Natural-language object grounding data
◇ ◇ ◇ ◇
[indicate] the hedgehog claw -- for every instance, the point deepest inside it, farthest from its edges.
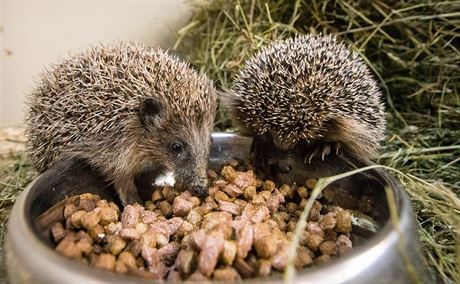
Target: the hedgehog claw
(325, 151)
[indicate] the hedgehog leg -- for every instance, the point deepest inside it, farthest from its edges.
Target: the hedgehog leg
(323, 150)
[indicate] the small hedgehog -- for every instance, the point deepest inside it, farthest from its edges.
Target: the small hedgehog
(124, 109)
(310, 91)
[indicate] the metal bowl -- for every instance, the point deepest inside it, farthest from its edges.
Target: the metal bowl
(376, 257)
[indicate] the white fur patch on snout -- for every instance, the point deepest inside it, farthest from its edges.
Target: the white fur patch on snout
(165, 179)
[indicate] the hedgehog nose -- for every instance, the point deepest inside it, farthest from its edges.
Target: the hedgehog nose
(201, 191)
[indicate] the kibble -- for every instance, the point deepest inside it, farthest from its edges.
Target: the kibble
(241, 230)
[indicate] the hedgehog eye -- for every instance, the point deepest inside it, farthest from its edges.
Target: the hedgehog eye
◇ ◇ ◇ ◇
_Work order:_
Write out again, exactly as they appear above, the lines from the one containing "[indicate] the hedgehog eye" to the final line, and only those.

_Response to the task:_
[indicate] the hedgehog eye -- for every instance, the point deepest inside it, farthest from its edges.
Target: the hedgehog eye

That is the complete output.